| GIVEN REQUEST |
Could you recast all of the records below as a Markdown table, with a column "Row" for the row number and a column "Line" for the line itself, and leave out any blank lines?

* BEGIN *

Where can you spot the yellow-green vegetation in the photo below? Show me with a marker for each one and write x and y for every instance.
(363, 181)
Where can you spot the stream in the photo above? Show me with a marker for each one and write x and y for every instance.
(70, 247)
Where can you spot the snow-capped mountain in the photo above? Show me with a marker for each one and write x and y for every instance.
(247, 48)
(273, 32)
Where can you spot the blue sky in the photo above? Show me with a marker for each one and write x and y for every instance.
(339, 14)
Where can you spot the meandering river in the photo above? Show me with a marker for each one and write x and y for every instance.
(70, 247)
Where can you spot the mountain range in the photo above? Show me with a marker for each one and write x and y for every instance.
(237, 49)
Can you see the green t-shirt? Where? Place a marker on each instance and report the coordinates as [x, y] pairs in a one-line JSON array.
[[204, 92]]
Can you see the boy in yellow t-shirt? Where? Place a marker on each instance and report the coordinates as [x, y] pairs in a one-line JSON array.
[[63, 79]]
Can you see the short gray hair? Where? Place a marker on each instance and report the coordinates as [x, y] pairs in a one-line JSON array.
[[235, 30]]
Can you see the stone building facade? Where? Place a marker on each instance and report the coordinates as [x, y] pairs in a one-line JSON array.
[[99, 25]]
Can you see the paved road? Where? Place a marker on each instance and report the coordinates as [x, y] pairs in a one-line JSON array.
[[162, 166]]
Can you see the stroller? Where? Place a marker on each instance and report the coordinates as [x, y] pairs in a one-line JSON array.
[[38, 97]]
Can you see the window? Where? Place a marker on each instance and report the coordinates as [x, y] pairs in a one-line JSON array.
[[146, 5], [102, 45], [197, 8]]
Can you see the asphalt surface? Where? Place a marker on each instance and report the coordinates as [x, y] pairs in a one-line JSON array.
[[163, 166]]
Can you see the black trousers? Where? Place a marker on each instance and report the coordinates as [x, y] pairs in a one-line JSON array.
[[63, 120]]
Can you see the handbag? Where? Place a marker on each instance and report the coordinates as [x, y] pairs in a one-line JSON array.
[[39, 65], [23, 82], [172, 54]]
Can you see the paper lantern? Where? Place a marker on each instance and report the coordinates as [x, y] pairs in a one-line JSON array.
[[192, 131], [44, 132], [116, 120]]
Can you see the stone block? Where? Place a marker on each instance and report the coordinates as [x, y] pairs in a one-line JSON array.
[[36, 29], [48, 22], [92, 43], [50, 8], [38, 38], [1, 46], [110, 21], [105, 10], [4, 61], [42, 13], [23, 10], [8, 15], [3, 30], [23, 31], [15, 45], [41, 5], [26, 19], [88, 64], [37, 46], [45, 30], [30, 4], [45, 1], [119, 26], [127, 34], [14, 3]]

* END *

| CORRECT ANSWER |
| Row | Line |
|---|---|
| 1 | Where can you spot the yellow-green vegetation in the photo below? Show me with a marker for each one and write x and y for every instance. |
| 2 | (363, 181) |
| 3 | Where can you spot the stream in the photo above? Show me with a marker for each one and write x and y for every instance. |
| 4 | (70, 247) |
| 5 | Where can you spot the snow-capped mountain in the photo above? Show me with a marker for each one and write x and y for every instance. |
| 6 | (247, 48) |
| 7 | (273, 32) |
| 8 | Where can you spot the blue sky in the photo above? Show me with a marker for each one and write x and y for every instance. |
| 9 | (339, 14) |
| 10 | Where can you spot the meandering river in the photo above? Show me with a marker for each one and write x and y for every instance. |
| 11 | (70, 247) |
| 12 | Where can you spot the mountain range in the photo above? Show me with a marker for each one and write x and y for every instance. |
| 13 | (237, 49) |
| 14 | Can you see the green t-shirt? Where? Place a marker on each instance and report the coordinates as [x, y] pairs in a one-line JSON array. |
| 15 | [[204, 92]] |
| 16 | Can you see the boy in yellow t-shirt? Where? Place a marker on each instance and report the coordinates as [x, y] pairs in a one-line JSON array. |
| 17 | [[63, 79]] |
| 18 | Can you see the short gray hair? Where? Place a marker on each instance and report the coordinates as [x, y] pairs in a one-line JSON array. |
| 19 | [[235, 30]] |
| 20 | Can you see the stone building facade? Where? Place a marker on each instance and report the coordinates as [x, y] pairs in a one-line JSON array. |
| 21 | [[99, 25]] |
| 22 | Can you see the paved road? Where? Place a marker on each instance and report the coordinates as [x, y] pairs in a one-line JSON array. |
| 23 | [[162, 166]] |
| 24 | Can you see the stroller? Where? Place a marker on each instance and report the coordinates as [x, y] pairs in a one-line JSON array. |
| 25 | [[38, 97]] |
| 26 | Can you see the window? Where? Place a marker on each instance and report the coordinates as [x, y] pairs in a one-line JSON array. |
| 27 | [[146, 5], [102, 45], [197, 8]] |
| 28 | Can you see the asphalt surface? Where? Place a marker on each instance and report the coordinates as [x, y] pairs in a one-line JSON array. |
| 29 | [[163, 166]] |
| 30 | Can you see the black trousers? Where? Place a marker on each instance and report the coordinates as [x, y] pairs in a one-line JSON array. |
| 31 | [[63, 120]] |
| 32 | Can you see the handbag? Where? Place a marker on each instance and report the coordinates as [x, y] pairs in a one-line JSON array. |
| 33 | [[39, 65], [23, 82], [172, 54]] |
| 34 | Can you see the paper lantern? Where? Place a marker on each instance and report the coordinates as [x, y] pairs in a one-line JSON array. |
| 35 | [[192, 131], [44, 132], [116, 120]] |
| 36 | Can you see the stone block? Where? Place a marker on each instance and report the coordinates as [x, y] pairs in a one-line JSON array. |
| 37 | [[36, 29], [48, 22], [92, 43], [50, 8], [38, 38], [1, 46], [110, 21], [105, 10], [4, 61], [42, 13], [23, 10], [8, 15], [3, 30], [23, 31], [15, 45], [41, 5], [26, 19], [88, 64], [37, 46], [45, 30], [30, 4], [45, 1], [119, 26], [127, 34], [14, 3]] |